Start of Source document
A dataset already exist in Google BigQuery:121
project Id: vernal-seasdf-123456
dataset name: baby_names
name | count |
---|---|
Emma | 100 |
Oscar | 334 |
Peter | 223 |
Jay | 1123 |
Nicolas | 764 |
User pull the schema of the dataset:
Inputs | Value |
---|---|
project Id | vernal-seasdf-123456 |
dataset name | baby_names |
Output schema is as follows:
Schema | Type | Nullable | Description |
---|---|---|---|
name | String | No | names of baby born in 2014 |
count | Integer | No | the number of occurrences of the name |
User run query agains dataset in BigQuery and pull the records:
Configuration is specified as follows
♦ project Id
♦ vernal-seasdf-123456
♦ query
♦ SELECT name, count FROM baby_names ORDER BY count DESC LIMIT 3
Out put is as follows
name | count |
---|---|
Jay | 1123 |
Nicolas | 764 |
Oscar | 334 |
Implementation Tips
- What authorization roles are required by this plugin?
End of Source document
Start of Raw data
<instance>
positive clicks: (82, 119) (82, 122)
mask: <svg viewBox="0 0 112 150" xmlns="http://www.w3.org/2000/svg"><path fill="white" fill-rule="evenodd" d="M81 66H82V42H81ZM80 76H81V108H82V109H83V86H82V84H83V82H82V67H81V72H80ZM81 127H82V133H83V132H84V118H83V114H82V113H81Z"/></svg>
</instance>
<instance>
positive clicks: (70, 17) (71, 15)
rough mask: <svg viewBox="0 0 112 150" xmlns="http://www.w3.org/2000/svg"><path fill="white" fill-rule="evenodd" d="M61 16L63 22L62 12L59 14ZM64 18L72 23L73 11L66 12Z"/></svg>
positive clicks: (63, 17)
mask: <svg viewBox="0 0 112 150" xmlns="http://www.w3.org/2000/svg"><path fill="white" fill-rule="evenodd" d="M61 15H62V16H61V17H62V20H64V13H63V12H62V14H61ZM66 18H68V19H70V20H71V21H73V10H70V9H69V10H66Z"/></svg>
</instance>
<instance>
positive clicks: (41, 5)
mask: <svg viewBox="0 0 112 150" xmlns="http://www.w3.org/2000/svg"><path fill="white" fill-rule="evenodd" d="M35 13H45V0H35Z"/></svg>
End of Raw data
Start of Raw data
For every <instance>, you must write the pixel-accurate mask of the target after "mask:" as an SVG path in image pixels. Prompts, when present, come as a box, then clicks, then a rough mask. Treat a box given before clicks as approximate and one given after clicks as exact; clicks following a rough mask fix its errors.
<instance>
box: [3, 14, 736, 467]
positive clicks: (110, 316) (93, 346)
End of Raw data
### What is expected
Supply the text that comes next in the BigQuery page, picking up after its final line. The rows come from a separate source and have no connection to the BigQuery page.

### Task result
- An application default credential is required. Here is where to get such a credential.
- I see a few additional config options on the query API. Are those configurable by the user?
- Now what the user need to configure are project Id, credential path to the local private key, query string, time limit.
- Create a simple batch source inside hydrator plugin with all dependencies needed.
- Add an endpoint to run query against datasets in BigQuery.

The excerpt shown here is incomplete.